_Exercise instructions:_
A. Translate this sentence from the post on making poverty history into Spanish: "We live in an era when governments are obsessed with low taxation."
B. From the post on making poverty history, return the passage that begins at the words "Friday 23 September" and stops after "commodities are cheap.".

_Text excerpt:_
_ _ _

Friday 23 September 2005

Making poverty history

Maybe I am very naive, but there's something about this whole 'Make poverty history' campaign, led by rich and famous 'celebs' that somehow does not ring true. We live in a world dominated by capitalism and one of the facts of capitalism is that the rich get richer, so inevitably, by comparison the poor get poorer. This is to me inescapable, and easily illustrated at the local, community level. If you are living on the breadline, and do not have a car, you go to the local shop and buy your food and other essentials. If you are slightly wealthier, you have a car, can drive to a supermarket and benefit from discounts. If you are even wealthier, you can shop around and afford to buy in bulk, taking full advantage of special offers, and laying in stocks when commodities are cheap.

We live in an era when governments are obsessed with low taxation. One does not need to be an ecomomic genius to realise that this benefits the rich more than the poor, since the latter are more dependent on the facilities that are provided by taxes.

So am I being naive, or can an economist out there explain how, without some neo-socialist radical redistribution of wealth, we are going to make poverty history? Hand-outs from charity and foreign aid programmes demonstrably do not work -- yet that is all that is really on offer at present. Well intentioned as I am sure they are, sending used computers to the third world, old wellington boots, used spectacles may make the donors feel good, but I believe they do nothing at all to solve the long term problems. Nor do big grants to, often, corrupt governments.

In fact, many of the solutions may exacerbate the environmental problems that organisations such as the World Land Trust are trying to combat. Extending irrigation, providing goats to poor families, 'modernising' agriculture, all have potentially serious damaging environmental impacts.

I don't know the answers, but I am pretty sure that the evidence of the past 50 years is that hand-outs and foreign aid do little to 'make poverty history'. They may even have caused it.

The main cause of third world poverty is surely the constant leakage of capital from the poor countries to the rich? And that is why the WLT's modus operandum is likely to be relatively effective in the long term. In essence all we are doing is providing the capital, to acquire land, the ownership of which then stays where it belongs, in its country of origin. That land cannot be sold to overseas investors, and income generated by the ownership of the land will help provide sustainable incomes for those working in and around the reserves; and protect the wildlife and biodiversity the reserves contain. It's a simple concept, but I believe it is effective and sustainable, and if we could carry out our activities on a much larger scale, then we might even be making a contribution to 'making poverty history'.

_ _ _

_Free-text descriptions of objects:_
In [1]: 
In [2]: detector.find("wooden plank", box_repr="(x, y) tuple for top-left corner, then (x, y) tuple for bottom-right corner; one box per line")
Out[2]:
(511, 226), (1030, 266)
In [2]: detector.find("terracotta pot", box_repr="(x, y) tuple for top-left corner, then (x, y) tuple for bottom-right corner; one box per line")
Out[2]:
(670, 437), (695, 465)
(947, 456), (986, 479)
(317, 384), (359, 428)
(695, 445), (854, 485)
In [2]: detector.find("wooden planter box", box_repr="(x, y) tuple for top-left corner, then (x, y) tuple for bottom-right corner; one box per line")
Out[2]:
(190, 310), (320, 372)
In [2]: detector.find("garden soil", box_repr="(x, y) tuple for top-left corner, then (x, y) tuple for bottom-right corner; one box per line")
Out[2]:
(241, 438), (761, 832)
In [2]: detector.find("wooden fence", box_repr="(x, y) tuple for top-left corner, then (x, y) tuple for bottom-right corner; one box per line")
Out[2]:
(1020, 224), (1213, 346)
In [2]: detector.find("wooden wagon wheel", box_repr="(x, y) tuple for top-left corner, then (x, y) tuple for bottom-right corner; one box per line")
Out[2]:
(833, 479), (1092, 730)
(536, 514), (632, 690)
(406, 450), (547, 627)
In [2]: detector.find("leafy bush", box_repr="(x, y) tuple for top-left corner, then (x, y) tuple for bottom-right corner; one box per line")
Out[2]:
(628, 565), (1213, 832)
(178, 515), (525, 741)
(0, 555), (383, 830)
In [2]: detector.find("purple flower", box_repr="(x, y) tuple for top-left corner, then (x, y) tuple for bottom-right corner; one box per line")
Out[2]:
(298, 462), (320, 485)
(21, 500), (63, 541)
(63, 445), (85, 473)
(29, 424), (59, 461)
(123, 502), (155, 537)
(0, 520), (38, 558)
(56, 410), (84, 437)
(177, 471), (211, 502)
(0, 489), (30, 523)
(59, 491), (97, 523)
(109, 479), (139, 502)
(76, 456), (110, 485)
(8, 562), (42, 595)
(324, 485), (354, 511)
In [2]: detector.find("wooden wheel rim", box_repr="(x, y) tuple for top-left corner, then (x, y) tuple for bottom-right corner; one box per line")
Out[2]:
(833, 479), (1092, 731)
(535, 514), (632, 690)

_ _ _

_Answers to the exercise:_
A. Vivimos en una época en la que los gobiernos están obsesionados con los impuestos bajos.

B.
Friday 23 September 2005

Making poverty history

Maybe I am very naive, but there's something about this whole 'Make poverty history' campaign, led by rich and famous 'celebs' that somehow does not ring true. We live in a world dominated by capitalism and one of the facts of capitalism is that the rich get richer, so inevitably, by comparison the poor get poorer. This is to me inescapable, and easily illustrated at the local, community level. If you are living on the breadline, and do not have a car, you go to the local shop and buy your food and other essentials. If you are slightly wealthier, you have a car, can drive to a supermarket and benefit from discounts. If you are even wealthier, you can shop around and afford to buy in bulk, taking full advantage of special offers, and laying in stocks when commodities are cheap.